═══ DATASET CONTENT
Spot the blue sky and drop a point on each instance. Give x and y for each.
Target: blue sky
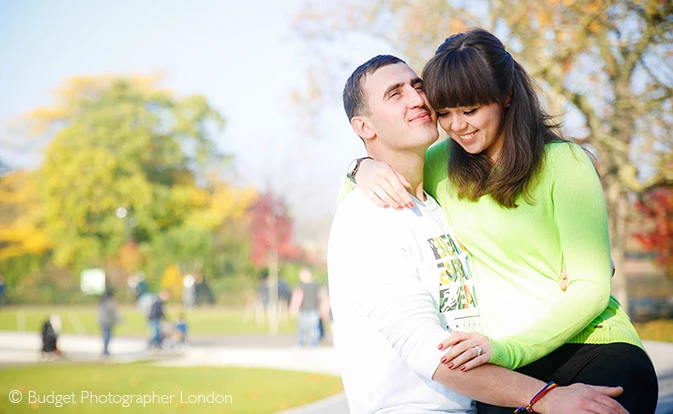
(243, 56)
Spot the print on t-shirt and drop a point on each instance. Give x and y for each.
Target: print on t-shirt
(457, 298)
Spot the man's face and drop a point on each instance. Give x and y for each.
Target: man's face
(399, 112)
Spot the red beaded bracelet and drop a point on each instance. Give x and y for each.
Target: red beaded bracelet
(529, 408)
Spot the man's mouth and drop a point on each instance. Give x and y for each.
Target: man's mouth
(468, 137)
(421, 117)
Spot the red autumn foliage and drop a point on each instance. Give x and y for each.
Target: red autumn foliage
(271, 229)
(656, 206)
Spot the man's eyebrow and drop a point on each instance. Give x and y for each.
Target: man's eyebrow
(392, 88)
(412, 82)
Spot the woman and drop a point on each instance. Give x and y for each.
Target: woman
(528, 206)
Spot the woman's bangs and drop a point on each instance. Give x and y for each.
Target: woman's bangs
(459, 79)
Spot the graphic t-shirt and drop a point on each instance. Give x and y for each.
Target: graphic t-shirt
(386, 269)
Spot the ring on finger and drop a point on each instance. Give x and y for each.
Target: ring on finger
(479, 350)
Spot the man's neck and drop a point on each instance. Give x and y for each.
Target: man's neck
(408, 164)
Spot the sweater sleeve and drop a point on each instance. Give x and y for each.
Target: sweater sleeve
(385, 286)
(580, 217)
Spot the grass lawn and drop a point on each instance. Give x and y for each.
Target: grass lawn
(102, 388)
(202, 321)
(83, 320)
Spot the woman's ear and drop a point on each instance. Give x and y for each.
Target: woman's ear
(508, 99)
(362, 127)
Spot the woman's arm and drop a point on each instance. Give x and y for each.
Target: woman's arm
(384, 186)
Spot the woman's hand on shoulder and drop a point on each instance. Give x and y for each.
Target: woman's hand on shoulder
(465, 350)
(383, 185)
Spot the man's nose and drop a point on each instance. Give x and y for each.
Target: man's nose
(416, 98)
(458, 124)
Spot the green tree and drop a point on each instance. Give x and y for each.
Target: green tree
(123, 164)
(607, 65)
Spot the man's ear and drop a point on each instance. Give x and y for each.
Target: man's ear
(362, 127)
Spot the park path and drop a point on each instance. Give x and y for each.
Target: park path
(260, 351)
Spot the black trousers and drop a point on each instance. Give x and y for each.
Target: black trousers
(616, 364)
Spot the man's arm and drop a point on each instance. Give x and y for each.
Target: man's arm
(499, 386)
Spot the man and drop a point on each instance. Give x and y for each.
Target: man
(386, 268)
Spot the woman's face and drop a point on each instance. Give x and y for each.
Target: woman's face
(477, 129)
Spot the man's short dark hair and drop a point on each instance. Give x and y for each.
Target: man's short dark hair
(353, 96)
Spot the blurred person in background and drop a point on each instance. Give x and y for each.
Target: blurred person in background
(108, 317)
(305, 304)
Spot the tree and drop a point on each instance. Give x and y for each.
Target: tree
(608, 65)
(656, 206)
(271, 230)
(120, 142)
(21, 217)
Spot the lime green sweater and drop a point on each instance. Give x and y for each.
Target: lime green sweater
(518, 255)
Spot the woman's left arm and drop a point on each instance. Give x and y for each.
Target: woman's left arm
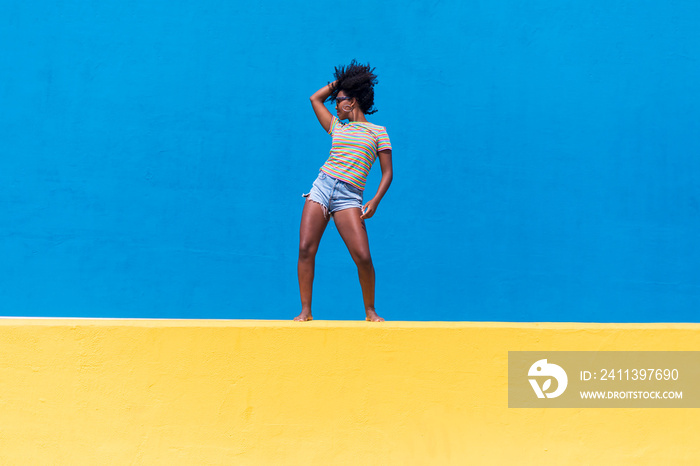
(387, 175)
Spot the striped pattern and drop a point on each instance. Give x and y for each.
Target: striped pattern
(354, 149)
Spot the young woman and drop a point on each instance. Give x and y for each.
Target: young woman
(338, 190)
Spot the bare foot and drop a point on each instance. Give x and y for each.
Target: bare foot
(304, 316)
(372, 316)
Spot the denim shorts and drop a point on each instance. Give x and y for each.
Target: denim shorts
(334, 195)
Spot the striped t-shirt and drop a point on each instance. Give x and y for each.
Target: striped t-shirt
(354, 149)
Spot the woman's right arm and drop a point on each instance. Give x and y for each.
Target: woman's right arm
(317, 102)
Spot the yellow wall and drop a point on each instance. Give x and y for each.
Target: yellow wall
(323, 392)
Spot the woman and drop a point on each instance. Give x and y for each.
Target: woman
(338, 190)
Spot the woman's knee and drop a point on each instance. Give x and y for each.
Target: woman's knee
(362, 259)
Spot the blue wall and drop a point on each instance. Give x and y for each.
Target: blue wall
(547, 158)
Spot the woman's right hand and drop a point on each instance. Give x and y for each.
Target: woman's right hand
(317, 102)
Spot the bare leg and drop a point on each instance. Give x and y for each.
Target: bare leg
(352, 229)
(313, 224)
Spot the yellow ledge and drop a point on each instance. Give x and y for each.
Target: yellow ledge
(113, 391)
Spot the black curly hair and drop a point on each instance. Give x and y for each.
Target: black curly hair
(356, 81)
══════
WHAT YOU WILL DO: Repeat the data exactly, excluding the pictures.

RESPONSE:
Spot the blue sky and drop a point on each instance. Give x and y for each.
Target: blue sky
(243, 56)
Spot the print on t-shirt and drop a point on each instance. Give x and y for each.
Target: print on t-shirt
(457, 298)
Spot the man's face and drop a point on each instance. Give x and y for each.
Target: man's face
(399, 112)
Spot the red beaded bracelet and drop a point on each instance. Give x and y for each.
Target: red beaded bracelet
(529, 408)
Spot the man's mouth and drop a point on each instance. Give x and y for each.
Target: man's mouth
(468, 137)
(421, 117)
Spot the red autumn foliage and drop a point on each instance. Give x and y for each.
Target: red autumn foliage
(271, 229)
(656, 206)
Spot the man's eyebrow and drop a point on each instance. Give x and y for each.
Target: man's eyebrow
(392, 88)
(412, 82)
Spot the woman and drop a point on each instance. Give x and y for each.
Target: woman
(528, 206)
Spot the woman's bangs and drop a point on each instance. Give x and y for each.
Target: woman's bangs
(459, 79)
Spot the graphic t-shirt and drop a point on each instance. Give x and y for each.
Target: graphic t-shirt
(386, 269)
Spot the ring on finger and drop a point on each instance. Give x and y for each.
Target: ring on finger
(479, 350)
Spot the man's neck and drop a point on each instance. Give x and y for each.
Target: man's neck
(408, 164)
Spot the sweater sleeve and drop a point on each instance. Give x and y for each.
Target: sweater sleeve
(385, 286)
(580, 217)
Spot the grass lawn and drop a point on each instance. Give x and y for each.
Target: grass lawn
(102, 388)
(202, 321)
(83, 320)
Spot the woman's ear and drop a point on each instance. Give x and y for each.
Target: woman's ear
(508, 99)
(362, 127)
Spot the woman's arm and drop a point on each instance. Give x and y for each.
Target: woman's arm
(384, 186)
Spot the woman's hand on shoulder and drop a point on each instance. Give x and y for each.
Target: woman's hand on shoulder
(465, 350)
(383, 185)
Spot the man's nose and drop a point on each instance. Give x and y for each.
Target: man's nose
(416, 98)
(458, 124)
Spot the green tree and drop a point on each instance. Give x and y for each.
Target: green tree
(123, 164)
(607, 65)
Spot the man's ear and drop a point on each instance. Give x and y for each.
Target: man's ear
(362, 127)
Spot the park path and drop a point on each instance. Give x and y for each.
Target: park path
(260, 351)
Spot the black trousers and drop a point on each instance. Give x and y for each.
Target: black trousers
(616, 364)
Spot the man's arm and drop a point on each instance. Give x and y for each.
Target: man's arm
(499, 386)
Spot the man and drop a point on each instance. Give x and y for each.
Target: man
(386, 268)
Spot the woman's face and drop a point on each instance. Give x and y for each.
Target: woman's face
(477, 129)
Spot the man's short dark hair and drop a point on each instance. Give x and y for each.
Target: man's short dark hair
(353, 96)
Spot the blurred person in background and drop a point on each instance. Give x and y for each.
Target: blurred person in background
(108, 317)
(305, 304)
Spot the tree and drop a point on each instance. Give x and y for each.
Target: tree
(608, 65)
(656, 206)
(271, 230)
(120, 142)
(21, 217)
Spot the lime green sweater and drop a point on each instance. Give x and y for each.
Target: lime green sweater
(518, 255)
Spot the woman's left arm and drop a point on each instance. Give x and y for each.
Target: woman's left arm
(387, 175)
Spot the striped pattern and drop a point on each instance. Give x and y for each.
Target: striped pattern
(354, 149)
Spot the young woman and drop a point on each instance. Give x and y for each.
Target: young woman
(338, 190)
Spot the bare foot and drop a point on each instance. Give x and y for each.
Target: bare foot
(304, 316)
(372, 316)
Spot the denim shorts and drop a point on each instance. Give x and y for each.
Target: denim shorts
(334, 195)
Spot the striped t-shirt and drop a point on each instance. Give x and y for each.
Target: striped t-shirt
(354, 149)
Spot the woman's right arm and drop a point on each instance. Give x and y for each.
Target: woman's right arm
(317, 102)
Spot the yellow wall and drop a point on each instance. Give x and y for each.
Target: yellow wall
(323, 392)
Spot the woman and drop a point on each instance. Give x and y for each.
Target: woman
(338, 190)
Spot the woman's knee and drop a point on each instance. Give x and y for each.
Target: woman's knee
(362, 259)
Spot the blue wall and drop a point on each instance. Give x and y for each.
Target: blue wall
(547, 158)
Spot the woman's right hand and drop a point on each instance. Give x and y for each.
Target: woman's right hand
(317, 102)
Spot the bare leg and drop a point on each instance. Give x and y for each.
Target: bare leg
(352, 229)
(313, 224)
Spot the yellow ledge and drop a point on each instance. Give x and y for each.
Target: yellow ledge
(113, 391)
Spot the black curly hair and drop a point on each instance. Give x and y for each.
Target: black curly hair
(356, 81)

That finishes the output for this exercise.